[Exercise]: Output all of the entries exactly as written.

[Provided data]:
## begin
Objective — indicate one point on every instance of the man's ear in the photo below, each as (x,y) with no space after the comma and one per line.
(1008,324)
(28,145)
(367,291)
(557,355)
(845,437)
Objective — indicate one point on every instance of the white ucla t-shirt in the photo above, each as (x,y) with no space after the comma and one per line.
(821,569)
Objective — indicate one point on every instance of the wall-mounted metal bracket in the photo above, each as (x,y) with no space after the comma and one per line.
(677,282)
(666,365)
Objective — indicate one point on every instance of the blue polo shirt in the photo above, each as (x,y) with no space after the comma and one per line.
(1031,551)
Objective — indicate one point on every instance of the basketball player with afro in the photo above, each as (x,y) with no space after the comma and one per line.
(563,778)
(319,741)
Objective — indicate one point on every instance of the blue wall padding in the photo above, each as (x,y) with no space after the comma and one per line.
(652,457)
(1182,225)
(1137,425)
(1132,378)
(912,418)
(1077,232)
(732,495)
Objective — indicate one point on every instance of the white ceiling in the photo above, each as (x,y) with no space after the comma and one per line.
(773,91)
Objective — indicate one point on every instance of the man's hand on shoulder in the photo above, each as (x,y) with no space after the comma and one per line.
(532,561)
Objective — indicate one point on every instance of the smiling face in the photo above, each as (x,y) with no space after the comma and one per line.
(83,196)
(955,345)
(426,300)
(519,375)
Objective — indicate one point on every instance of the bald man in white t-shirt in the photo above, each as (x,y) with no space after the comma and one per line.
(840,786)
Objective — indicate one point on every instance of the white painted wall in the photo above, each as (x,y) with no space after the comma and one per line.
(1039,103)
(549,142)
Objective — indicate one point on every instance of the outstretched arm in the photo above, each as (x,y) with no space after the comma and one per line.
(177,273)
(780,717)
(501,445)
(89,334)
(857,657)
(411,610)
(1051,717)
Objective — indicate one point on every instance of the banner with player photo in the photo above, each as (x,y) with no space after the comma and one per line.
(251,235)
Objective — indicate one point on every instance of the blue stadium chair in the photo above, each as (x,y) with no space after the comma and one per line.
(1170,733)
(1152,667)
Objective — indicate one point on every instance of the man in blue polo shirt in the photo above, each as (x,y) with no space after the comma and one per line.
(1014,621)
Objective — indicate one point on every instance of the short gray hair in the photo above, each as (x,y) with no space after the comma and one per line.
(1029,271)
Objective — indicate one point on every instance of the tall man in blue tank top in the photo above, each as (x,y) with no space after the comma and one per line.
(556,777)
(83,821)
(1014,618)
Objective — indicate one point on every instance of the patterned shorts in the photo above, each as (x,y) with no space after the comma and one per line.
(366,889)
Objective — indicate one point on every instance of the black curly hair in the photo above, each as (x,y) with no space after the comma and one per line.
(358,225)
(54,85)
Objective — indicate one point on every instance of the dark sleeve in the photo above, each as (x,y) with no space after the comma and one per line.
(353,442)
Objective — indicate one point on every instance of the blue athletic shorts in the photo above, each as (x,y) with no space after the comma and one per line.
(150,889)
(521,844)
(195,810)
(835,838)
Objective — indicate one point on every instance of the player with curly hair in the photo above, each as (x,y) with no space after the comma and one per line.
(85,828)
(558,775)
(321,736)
## end
[Response]:
Objective — indicate one point on every instance of the man's ear in the photo below, each as (x,y) with no space after the comma and one per line.
(1008,324)
(28,145)
(367,291)
(557,355)
(845,437)
Objective — indicate one point on every instance of the white ucla t-shirt in the photo above, each as (x,y) with no space after the comma and one per line.
(821,569)
Objective — indicate one point on every instance of the wall-mounted metal bracket in the photo above, each as (x,y) with no space after the comma and one per line.
(677,282)
(666,365)
Objective — indicate one point on every instance of the blue polo shirt in the photo above, each as (x,y) with no space after the comma and one per line.
(1031,551)
Objective — indicate one point on every instance of the basketball player with afro in the photo above, each as (x,y) with no space after the comma and one per line.
(563,778)
(319,741)
Objective — indicate one point on every instance of the blue wall padding in the photo above, each as (x,y) with no space after the comma and one per line.
(652,457)
(1182,225)
(1137,425)
(1132,378)
(912,418)
(1077,232)
(732,495)
Objective — indicate one point on every instance of the white ceiling in the photo above, each as (x,y) with no space after the comma and one per line.
(773,91)
Objective — indicate one point on every instance of the man's hand on shoulder in the photo above, each as (x,y) with no space after the comma and one per line.
(532,561)
Objective — indicate one point on every instance of the smiling face in the photo above, each as (x,y) with no space after the comma and one per line.
(83,196)
(955,345)
(426,300)
(519,375)
Objective — indicate one point on every instance of the bald man in white t-shirt in the photo above, each as (x,y) with no space after the comma and one per line.
(840,786)
Objective — indicate one point on every instance of the white painted wall in the photo above, each as (x,y) with no space after the comma and one per line.
(1039,103)
(549,142)
Objective — indicate one point on every instance of the outstretched arm in the photo above, each as (x,y) with no space after the comma and one per line.
(177,273)
(780,717)
(501,445)
(89,334)
(857,657)
(411,610)
(1051,717)
Objective — indicate one point on every instance of the banner with player photo in the photo above, each as (x,y) with no space after the comma and one per line.
(251,235)
Objective — indicate one point on every instance of the blue stadium chair in the photo above, each as (x,y) with no space after the comma and one per line.
(1170,733)
(1152,667)
Objective — indicate one point on every instance of the man in blue polo shirt in the photo above, each as (x,y) with no space after the comma and one per line.
(1014,621)
Objective — indicate one point on every instance of the short gray hair in the photo above, each as (x,y) with no space after the comma and one per line.
(1029,271)
Objective — indicate one point on every instance of the tall man in blue tank top in the photo above, each as (x,y) with no space after the comma and one per line.
(556,777)
(83,821)
(1014,618)
Objective — indicate one point on every instance of the patterned shorts in the photo above, each as (x,y) with no space after the comma and one per line.
(366,889)
Objective — indicate one point on every instance of the black curly hair in the photo above, each as (x,y) with no space after the comma and one per line.
(358,225)
(54,85)
Objective — indicate one point on every instance of the dark sleeve in the photo above, each as (x,y) with no space after the comma and one per line.
(353,442)
Objective — indicate one point on every instance of the blue athletic shorts in the photo above, each as (x,y) with no space after the comma and one per line.
(150,889)
(521,844)
(195,810)
(835,838)
Objective — indicate one point on every instance of the player with curly hair in the photo above, each as (x,y) with no space after the comma and one per line.
(85,828)
(558,775)
(321,736)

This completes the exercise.